TURAIF: Billboards on the highway outside Turaif, a remote desert town in the far north of Saudi Arabia, foretell a glittering future of glass offices and palm-shaded residential streets. A future that won’t rely on Saudi oil.
An array of ministers recently gathered in a tent near this barren outpost, 1,100 km from Riyadh, to sign contracts to develop an industrial complex around a phosphate mine, with a new railway link to a Gulf port and total investments estimated at more than $9 billion.
The Waad Al-Shamal project, or “Northern Promise,” is part of a wider strategy in the Kingdom, the world’s largest oil exporter, of building downstream industries and boosting the private sector instead of simply exporting raw materials.
It follows in the footsteps of Jubail and Yanbu, massive industrial cities on the Gulf and Red Sea coasts that were built in the 1980s as Saudi petrochemical production grew.
Riyadh is also pushing the King Abdullah Economic City near Jeddah, run by Emaar Economic City, as a private-sector scheme along the same lines.
“I think this approach is something that will help diversify the economic base,” said Paul Gamble, director, sovereign risk, at Fitch Ratings.
“It will help diversify export revenues. It will have an impact on employment, though not a large one. The one thing it doesn’t address is diversifying budget revenues.”
Recent diversification efforts through industrialization have had little impact on official figures showing the size of the oil industry relative to the wider economy as increased crude revenues have outpaced growth in non-oil sectors.
Oil and gas accounted for 49.7 percent of GDP in 2012, up from 37.7 percent in 2002, the most recent central bank data shows, as the price of Brent crude quadrupled over the period.
But many analysts expect oil prices to fall in the next few years as the US ramps up shale oil production, which will shine a light on the virtues of diversification.
“We started out exporting crude oil, then we moved into refining, then we moved into gathering gas and creating a petrochemical industry. Then we moved into large-scale mining. The benefit of it is that it has large downstream industries,” Economy Minister Mohammed Al-Jasser said at Turaif.
The desert stretches in all directions from the spot where he spoke to an unbroken horizon, but when complete, Waad Al-Shimal will be a major producer of phosphate products including the industrial fertilizer ammonia, animal feedstock, plastics and detergents.

#### Record extracts:
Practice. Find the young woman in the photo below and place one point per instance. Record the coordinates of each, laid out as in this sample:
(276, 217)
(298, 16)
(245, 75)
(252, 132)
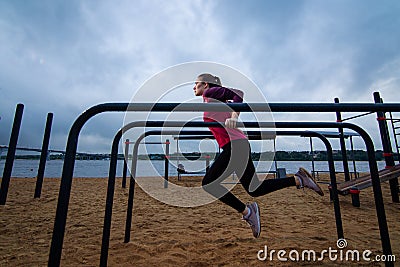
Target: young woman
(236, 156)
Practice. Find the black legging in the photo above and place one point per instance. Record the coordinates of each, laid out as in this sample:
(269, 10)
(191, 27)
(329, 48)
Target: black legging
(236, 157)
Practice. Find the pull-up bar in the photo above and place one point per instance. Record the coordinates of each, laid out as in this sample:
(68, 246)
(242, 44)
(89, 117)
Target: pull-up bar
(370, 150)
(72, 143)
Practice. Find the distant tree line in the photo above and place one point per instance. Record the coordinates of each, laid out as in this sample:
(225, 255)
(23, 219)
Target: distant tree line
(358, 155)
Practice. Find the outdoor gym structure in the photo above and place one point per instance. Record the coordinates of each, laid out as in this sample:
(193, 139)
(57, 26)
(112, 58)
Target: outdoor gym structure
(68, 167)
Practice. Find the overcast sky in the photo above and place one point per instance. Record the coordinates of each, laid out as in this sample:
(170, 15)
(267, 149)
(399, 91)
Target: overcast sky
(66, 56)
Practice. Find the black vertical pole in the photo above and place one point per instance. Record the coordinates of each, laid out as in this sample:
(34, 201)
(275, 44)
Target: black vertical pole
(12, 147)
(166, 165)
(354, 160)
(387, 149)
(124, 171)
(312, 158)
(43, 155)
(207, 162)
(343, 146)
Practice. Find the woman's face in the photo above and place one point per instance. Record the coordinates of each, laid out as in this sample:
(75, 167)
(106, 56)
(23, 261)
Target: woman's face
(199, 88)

* * *

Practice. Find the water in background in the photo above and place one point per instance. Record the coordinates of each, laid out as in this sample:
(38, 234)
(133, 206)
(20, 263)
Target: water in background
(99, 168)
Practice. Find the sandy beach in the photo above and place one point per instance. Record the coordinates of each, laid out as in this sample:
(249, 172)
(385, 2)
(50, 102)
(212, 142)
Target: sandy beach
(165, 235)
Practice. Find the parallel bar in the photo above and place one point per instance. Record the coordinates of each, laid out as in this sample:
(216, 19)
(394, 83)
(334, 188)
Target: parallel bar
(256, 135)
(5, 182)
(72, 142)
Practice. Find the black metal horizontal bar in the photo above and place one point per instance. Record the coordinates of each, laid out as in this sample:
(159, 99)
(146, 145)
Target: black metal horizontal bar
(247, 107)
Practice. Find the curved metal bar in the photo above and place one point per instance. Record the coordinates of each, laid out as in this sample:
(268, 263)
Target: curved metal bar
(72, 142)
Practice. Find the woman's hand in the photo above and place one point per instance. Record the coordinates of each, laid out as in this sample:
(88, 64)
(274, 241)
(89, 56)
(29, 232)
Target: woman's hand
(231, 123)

#### Actions to take:
a) In the article on Saudi economic diversification, take everything from "But many analysts" down to "said at Turaif." and write it out again with "shale oil production" changed to "shale output".
b) Carry on the article about Saudi Arabia's Waad Al-Shamal project from its last sentence.
The items have no role in this work.

#### Final answers:
a)
But many analysts expect oil prices to fall in the next few years as the US ramps up shale output, which will shine a light on the virtues of diversification.
“We started out exporting crude oil, then we moved into refining, then we moved into gathering gas and creating a petrochemical industry. Then we moved into large-scale mining. The benefit of it is that it has large downstream industries,” Economy Minister Mohammed Al-Jasser said at Turaif.

b)
The project could make its biggest shareholder, Saudi Arabian Mining Company (Maaden), a significant player in the global minerals industry, modeled perhaps on Saudi Basic Industries Corporation (SABIC), which was built from nothing in the 1980s and is now one of the world’s biggest industrial chemical companies.
SABIC is not only Saudi’s main source of non-oil exports, but provides the raw materials for a host of downstream factories in Jubail and Yanbu.
“There (will be) many industries that also have high employment value in the region,” Finance Minister Ibrahim Al-Assaf said.
A measure of the importance attached to job creation at Waad Al-Shimal is that the Kingdom’s technical training institute plans a new college nearby, to educate 300 graduates a year for white-collar jobs in industrial fields.
Saudis increasingly work in technical fields that were once the preserve of expatriates, something government labor reforms are aimed at encouraging.
However, many companies still say they prefer to hire foreigners, who cost less and often have more experience.
Mineral production has been largely neglected by the Saudi Oil Ministry and for decades has been restricted mostly to smallscale gold mining.
The government set up Maaden in 1997 and opened the sector to private and foreign investors in 2001.
“Saudi Arabia is hardly explored. We expect very high potential for additional mineral resources. Saudi Arabia is virgin. There is a lot of activity and interest in the development of minerals,” Petroleum and Mineral Resources Minister Ali Al-Naimi said.
Maaden was part privatized in 2008, floating half its shares on the Saudi bourse, and it moved toward large-scale minerals developments supported by extensive state-funded infrastructure.
The thinking behind Maaden and other former state-owned companies set up with an eye to privatization was as a means of distributing wealth and bringing private-sector nous to development projects.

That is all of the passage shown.